[Dataset items]
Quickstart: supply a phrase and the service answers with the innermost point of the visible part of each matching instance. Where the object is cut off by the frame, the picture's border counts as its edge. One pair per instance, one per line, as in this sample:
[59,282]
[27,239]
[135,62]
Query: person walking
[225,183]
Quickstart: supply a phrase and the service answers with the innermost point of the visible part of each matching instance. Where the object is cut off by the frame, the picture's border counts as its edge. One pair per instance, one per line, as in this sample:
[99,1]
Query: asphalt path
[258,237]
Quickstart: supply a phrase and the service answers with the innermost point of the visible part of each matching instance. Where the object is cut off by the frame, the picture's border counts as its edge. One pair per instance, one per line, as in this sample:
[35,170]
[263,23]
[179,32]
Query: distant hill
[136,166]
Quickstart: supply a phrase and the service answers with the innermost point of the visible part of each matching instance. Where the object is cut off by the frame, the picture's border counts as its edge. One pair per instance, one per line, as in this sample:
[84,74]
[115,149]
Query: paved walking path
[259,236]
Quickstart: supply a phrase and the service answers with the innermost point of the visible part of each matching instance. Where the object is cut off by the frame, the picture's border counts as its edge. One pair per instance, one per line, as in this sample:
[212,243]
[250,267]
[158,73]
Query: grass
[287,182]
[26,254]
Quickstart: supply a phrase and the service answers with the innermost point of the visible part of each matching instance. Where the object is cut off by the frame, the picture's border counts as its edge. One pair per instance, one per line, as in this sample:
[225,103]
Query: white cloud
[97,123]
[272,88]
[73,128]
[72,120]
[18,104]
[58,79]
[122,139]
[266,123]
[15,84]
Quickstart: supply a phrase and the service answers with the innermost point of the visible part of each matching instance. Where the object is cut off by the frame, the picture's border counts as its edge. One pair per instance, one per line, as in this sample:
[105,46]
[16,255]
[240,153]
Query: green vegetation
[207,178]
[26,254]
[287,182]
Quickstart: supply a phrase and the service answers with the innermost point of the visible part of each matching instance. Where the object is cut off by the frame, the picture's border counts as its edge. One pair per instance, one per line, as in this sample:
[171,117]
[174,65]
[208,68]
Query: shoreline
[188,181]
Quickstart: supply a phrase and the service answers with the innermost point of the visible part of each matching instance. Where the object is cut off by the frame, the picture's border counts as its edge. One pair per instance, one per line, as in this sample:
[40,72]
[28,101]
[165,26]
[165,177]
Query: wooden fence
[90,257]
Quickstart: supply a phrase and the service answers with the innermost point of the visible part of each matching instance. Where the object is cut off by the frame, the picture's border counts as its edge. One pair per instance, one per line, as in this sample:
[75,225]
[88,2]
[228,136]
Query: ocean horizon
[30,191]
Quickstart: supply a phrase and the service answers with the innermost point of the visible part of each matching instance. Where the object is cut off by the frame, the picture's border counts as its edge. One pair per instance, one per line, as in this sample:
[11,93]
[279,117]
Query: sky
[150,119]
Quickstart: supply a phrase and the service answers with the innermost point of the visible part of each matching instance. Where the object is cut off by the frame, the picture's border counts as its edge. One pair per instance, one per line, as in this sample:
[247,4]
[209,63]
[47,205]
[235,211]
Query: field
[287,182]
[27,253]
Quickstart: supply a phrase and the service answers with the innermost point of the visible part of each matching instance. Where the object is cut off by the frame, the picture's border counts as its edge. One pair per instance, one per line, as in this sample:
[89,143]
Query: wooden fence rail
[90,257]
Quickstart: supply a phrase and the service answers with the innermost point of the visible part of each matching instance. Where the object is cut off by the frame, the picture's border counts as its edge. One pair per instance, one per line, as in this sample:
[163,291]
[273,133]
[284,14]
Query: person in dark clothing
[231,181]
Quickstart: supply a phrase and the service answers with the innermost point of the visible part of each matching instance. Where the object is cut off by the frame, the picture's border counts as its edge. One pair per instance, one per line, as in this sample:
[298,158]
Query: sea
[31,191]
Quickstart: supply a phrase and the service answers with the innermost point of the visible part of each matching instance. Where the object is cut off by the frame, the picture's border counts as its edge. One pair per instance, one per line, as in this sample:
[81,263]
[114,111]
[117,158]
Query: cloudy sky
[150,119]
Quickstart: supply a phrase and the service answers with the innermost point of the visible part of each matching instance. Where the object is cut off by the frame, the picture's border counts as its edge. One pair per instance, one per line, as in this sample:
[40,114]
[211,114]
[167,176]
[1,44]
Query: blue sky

- [Exercise]: An exact copy of all the records is what is needed here.

- [Solution for this problem]:
Quickstart: supply a phrase and the service answers with the innermost point of the visible part of each matching instance. Where the object is cut off by the frame, the picture's border counts as its edge. One pair per instance, one per line, as in this sample:
[59,282]
[27,239]
[135,62]
Query: person walking
[225,183]
Quickstart: supply a phrase and the service answers with the innermost point of the visible part of each matching instance. Where the object is cut off by the frame, the picture's border counts as its edge. One pair per instance, one per line, as in this sample:
[99,1]
Query: asphalt path
[258,237]
Quickstart: supply a phrase and the service answers with the innermost point of the visible part of each matching instance. Where the object is cut off by the frame, the picture's border counts as its edge. One pair per instance, one per line, as in this sample:
[35,170]
[263,23]
[179,32]
Query: distant hill
[136,166]
Quickstart: supply a phrase and the service answers with the innermost point of the visible part of each matching instance. Where the object is cut off by the frame, the picture's border counts as its edge. One pair per instance, one per line, as in this sample:
[84,74]
[115,149]
Query: paved walking path
[259,236]
Quickstart: supply a phrase and the service answers with the innermost point of the visible part of each matching instance. Where the object is cut off by the frame, the picture's border counts as its edge. One pair per instance, one per line, as in this sample:
[212,243]
[250,267]
[158,73]
Query: grass
[287,182]
[26,254]
Quickstart: supply a phrase and the service answers with the innermost point of the visible part of each matching instance. Where the object is cut off by the frame, the picture's border counts as its edge. One pair per instance, one per line, as in this sample:
[225,103]
Query: white cloud
[97,123]
[272,88]
[73,128]
[72,120]
[18,104]
[58,79]
[122,139]
[266,123]
[15,84]
Quickstart: supply a phrase and the service answers with the innermost point of the visible part of each matching instance. Where the object is cut off by the frame, the picture's border counts as its edge. One pair per instance, one per line, as in this sample:
[105,46]
[16,255]
[240,153]
Query: green vegetation
[207,178]
[26,254]
[287,182]
Quickstart: supply a phrase and the service answers with the innermost point of the visible part of each matching instance. Where the object is cut off by the frame, the picture's border counts as its edge. One pair per instance, one per line, as in this sample:
[171,117]
[174,65]
[208,68]
Query: shoreline
[188,181]
Quickstart: supply a phrase and the service answers with the innermost point of the visible part of each matching instance. Where the object is cut off by the frame, the picture's border counts as its edge. One pair per instance, one per line, as in this sample:
[40,72]
[28,101]
[165,26]
[165,177]
Query: wooden fence
[90,257]
Quickstart: supply a phrase and the service answers with the innermost point of the visible part of each matching instance. Where the object is cut off by the frame, the picture's border counts as its edge. One pair per instance, one per line, as in this sample:
[75,225]
[88,2]
[228,136]
Query: ocean horizon
[30,191]
Quickstart: supply a phrase and the service answers with the innermost point of the visible part of each matching instance. Where the object is cut off by the frame, the picture's border counts as its edge. One pair per instance, one per line, as in this sample:
[11,93]
[279,117]
Query: sky
[150,119]
Quickstart: supply a phrase and the service answers with the innermost point of the visible part of each matching instance. Where the object is cut off by the frame, the picture's border counts as its edge. One pair per instance, one per line, as in this sample:
[247,4]
[209,63]
[47,205]
[235,211]
Query: field
[287,182]
[27,253]
Quickstart: supply a phrase and the service answers with the innermost point of the visible part of each matching instance. Where the object is cut off by the frame, the picture's border counts as its edge. One pair per instance, one per line, as in this sample:
[89,143]
Query: wooden fence rail
[90,257]
Quickstart: supply a phrase and the service answers with the innermost point of the visible part of each matching instance. Where the object is cut off by the frame, the picture's border counts as its edge. One pair per instance, one per line, as in this sample:
[163,291]
[273,133]
[284,14]
Query: person in dark clothing
[231,181]
Quickstart: supply a phrase and the service answers with the innermost point of the visible part of each matching instance. Where the object is cut off by the frame, the picture's border counts as its edge. One pair per instance, one per line, as in this sample:
[298,158]
Query: sea
[31,191]
Quickstart: supply a phrase and the service answers with the innermost point of the visible part of each matching instance. Where the object is cut off by the frame, the picture's border counts as its edge. One pair per instance, one per line, as in this sample:
[81,263]
[114,111]
[117,158]
Query: cloudy sky
[150,119]
Quickstart: supply a phrase and the service answers with the innermost point of the visible part of each matching instance. Where the object is cut off by the frame, the picture's border counts as its edge. One pair per instance, one per line, as in this sample:
[40,114]
[211,114]
[167,176]
[1,44]
Query: blue sky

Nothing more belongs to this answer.